**Exercise prompt:** Gather every line of the records below that contains the string "grassy", treating uppercase and lowercase as distinct.

A block of data:
• • • • • • •
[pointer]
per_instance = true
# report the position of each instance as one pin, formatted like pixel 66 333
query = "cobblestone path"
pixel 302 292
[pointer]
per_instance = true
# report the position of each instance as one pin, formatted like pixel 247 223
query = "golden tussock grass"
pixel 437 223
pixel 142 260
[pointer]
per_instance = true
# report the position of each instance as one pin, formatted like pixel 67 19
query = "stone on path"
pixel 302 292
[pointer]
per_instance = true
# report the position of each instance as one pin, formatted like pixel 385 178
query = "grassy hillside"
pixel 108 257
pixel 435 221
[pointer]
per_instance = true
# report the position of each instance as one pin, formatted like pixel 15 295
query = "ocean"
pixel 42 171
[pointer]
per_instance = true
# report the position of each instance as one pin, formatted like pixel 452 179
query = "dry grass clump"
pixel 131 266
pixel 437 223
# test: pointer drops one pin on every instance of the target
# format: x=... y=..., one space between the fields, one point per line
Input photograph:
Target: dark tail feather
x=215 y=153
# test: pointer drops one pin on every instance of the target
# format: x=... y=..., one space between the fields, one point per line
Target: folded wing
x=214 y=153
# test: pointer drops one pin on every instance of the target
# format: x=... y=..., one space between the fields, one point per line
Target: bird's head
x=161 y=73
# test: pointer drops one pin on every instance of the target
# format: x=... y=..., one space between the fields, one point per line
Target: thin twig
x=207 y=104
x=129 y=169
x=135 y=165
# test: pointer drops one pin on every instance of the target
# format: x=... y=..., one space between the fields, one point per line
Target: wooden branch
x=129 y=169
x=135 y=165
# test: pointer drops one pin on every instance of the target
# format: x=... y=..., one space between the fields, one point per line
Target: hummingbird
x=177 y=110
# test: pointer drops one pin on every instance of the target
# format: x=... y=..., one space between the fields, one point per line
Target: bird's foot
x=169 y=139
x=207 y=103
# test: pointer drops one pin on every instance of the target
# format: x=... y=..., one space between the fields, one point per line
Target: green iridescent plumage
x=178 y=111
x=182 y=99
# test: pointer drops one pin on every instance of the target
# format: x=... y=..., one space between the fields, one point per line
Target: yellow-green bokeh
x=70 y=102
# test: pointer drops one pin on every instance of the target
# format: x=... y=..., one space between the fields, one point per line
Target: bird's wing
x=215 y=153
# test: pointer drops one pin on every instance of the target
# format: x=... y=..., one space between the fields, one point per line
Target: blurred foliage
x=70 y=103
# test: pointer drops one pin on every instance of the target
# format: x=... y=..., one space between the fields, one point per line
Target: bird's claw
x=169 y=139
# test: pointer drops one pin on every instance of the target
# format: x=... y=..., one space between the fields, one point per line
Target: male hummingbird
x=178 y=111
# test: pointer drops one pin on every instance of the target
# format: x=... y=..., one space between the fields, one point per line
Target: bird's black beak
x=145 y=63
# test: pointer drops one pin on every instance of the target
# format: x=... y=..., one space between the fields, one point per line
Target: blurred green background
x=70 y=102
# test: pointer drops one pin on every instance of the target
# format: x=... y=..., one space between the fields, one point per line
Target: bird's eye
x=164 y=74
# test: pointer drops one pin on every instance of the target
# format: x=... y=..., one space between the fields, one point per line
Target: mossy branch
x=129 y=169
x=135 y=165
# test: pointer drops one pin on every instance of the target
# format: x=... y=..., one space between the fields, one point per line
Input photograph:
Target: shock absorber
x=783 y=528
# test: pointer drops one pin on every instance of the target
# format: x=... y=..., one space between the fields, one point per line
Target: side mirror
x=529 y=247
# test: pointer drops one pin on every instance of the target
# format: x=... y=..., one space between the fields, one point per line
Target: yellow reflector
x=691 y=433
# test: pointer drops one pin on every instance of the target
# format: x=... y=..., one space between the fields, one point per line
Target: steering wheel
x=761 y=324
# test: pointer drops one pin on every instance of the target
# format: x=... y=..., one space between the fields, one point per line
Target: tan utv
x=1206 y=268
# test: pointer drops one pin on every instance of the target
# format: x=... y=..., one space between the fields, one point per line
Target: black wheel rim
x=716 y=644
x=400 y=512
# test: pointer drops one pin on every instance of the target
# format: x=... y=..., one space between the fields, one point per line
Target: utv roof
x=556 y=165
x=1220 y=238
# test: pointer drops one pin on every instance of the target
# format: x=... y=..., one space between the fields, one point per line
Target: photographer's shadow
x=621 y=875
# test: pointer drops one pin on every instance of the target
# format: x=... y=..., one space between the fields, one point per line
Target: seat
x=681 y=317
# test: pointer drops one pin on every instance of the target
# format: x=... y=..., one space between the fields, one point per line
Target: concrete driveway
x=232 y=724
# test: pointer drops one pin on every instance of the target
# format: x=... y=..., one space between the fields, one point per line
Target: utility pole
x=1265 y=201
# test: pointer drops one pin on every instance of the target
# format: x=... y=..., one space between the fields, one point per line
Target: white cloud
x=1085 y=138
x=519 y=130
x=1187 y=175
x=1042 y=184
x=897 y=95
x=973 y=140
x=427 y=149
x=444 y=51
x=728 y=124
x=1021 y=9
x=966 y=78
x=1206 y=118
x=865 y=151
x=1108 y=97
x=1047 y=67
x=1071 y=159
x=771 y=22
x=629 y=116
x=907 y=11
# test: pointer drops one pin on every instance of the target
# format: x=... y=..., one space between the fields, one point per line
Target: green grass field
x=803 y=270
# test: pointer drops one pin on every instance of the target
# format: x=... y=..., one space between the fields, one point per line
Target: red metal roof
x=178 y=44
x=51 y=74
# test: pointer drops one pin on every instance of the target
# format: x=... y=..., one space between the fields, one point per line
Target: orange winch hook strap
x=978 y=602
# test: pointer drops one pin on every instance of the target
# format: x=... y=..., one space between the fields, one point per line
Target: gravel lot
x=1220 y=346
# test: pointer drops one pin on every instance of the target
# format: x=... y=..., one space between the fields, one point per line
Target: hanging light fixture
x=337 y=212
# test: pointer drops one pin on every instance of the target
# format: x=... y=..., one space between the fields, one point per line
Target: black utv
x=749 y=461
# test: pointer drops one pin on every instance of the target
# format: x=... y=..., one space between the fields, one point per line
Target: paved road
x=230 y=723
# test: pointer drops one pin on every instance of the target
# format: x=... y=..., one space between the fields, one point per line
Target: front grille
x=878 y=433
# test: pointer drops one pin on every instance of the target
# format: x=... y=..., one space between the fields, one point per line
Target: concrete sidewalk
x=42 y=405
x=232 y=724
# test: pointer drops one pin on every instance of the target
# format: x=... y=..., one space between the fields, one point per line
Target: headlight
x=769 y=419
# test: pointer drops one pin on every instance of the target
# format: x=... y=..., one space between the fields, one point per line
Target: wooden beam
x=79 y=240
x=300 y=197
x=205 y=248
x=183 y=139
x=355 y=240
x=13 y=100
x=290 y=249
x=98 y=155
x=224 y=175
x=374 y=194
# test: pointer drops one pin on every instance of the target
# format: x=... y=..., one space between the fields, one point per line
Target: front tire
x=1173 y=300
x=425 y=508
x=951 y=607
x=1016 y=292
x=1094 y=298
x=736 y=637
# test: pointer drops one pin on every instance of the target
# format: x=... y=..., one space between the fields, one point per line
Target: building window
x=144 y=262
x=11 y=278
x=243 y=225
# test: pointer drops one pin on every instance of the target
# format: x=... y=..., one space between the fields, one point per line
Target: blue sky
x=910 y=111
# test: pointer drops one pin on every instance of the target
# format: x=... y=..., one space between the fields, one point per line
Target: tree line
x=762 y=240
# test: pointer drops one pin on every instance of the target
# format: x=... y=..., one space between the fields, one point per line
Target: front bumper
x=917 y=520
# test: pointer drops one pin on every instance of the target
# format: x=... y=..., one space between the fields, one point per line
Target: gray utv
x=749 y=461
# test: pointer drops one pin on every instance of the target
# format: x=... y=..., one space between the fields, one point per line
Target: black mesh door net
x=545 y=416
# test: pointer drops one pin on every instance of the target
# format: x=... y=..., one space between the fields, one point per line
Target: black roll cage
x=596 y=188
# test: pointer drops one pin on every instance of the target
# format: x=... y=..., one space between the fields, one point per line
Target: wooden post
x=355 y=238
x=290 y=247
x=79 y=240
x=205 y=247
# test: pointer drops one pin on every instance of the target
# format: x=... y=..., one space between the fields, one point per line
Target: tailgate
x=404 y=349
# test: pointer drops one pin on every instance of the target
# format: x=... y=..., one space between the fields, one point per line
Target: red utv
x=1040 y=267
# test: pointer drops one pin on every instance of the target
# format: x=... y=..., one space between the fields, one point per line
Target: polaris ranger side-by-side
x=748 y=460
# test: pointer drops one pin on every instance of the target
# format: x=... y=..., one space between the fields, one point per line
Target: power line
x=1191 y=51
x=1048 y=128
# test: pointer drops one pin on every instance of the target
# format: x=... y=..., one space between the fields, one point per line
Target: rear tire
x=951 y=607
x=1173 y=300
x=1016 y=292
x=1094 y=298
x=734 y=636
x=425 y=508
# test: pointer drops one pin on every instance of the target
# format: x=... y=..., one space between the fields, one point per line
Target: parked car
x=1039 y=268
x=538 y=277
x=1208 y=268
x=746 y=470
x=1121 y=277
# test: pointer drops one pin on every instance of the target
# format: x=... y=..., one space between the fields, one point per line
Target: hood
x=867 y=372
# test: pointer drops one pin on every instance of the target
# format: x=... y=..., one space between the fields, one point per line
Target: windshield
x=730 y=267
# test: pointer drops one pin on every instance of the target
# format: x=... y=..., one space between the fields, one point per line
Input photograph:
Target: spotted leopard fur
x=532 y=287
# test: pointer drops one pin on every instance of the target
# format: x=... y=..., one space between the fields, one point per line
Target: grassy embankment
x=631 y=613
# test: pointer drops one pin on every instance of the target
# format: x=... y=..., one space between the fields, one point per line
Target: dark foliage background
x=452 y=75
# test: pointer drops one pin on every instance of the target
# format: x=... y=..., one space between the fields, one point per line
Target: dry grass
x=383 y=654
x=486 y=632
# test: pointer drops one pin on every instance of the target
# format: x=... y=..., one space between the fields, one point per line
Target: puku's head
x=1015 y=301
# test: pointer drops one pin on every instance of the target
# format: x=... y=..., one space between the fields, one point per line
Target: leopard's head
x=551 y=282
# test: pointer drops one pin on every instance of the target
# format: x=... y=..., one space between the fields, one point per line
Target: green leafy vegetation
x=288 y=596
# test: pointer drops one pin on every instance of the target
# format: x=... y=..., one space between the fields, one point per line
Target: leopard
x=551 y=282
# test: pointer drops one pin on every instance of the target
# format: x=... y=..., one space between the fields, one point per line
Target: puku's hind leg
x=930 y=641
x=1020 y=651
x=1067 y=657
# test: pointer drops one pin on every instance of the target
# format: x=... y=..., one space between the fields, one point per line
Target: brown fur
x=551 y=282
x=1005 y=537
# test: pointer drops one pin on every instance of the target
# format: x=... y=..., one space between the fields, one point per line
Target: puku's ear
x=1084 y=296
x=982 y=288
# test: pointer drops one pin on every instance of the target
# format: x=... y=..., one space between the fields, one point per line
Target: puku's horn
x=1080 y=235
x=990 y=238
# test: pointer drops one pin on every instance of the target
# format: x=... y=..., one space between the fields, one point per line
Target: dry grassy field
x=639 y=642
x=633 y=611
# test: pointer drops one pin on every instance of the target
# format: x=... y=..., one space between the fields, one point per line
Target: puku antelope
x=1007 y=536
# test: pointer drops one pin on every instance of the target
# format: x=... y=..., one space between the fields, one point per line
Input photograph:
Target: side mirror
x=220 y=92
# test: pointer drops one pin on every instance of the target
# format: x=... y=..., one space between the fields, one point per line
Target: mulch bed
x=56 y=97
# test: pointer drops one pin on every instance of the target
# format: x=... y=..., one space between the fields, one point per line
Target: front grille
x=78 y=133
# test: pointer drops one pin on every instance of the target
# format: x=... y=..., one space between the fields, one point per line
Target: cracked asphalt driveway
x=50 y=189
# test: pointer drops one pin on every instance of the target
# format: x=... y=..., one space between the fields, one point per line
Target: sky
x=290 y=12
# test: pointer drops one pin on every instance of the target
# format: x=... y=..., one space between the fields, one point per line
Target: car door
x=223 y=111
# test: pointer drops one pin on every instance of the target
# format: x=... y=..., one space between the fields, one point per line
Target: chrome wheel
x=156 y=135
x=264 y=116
• • • • • • •
**Solution to this task:**
query = "grassy hillside"
Target: grassy embankment
Target: dry grassy field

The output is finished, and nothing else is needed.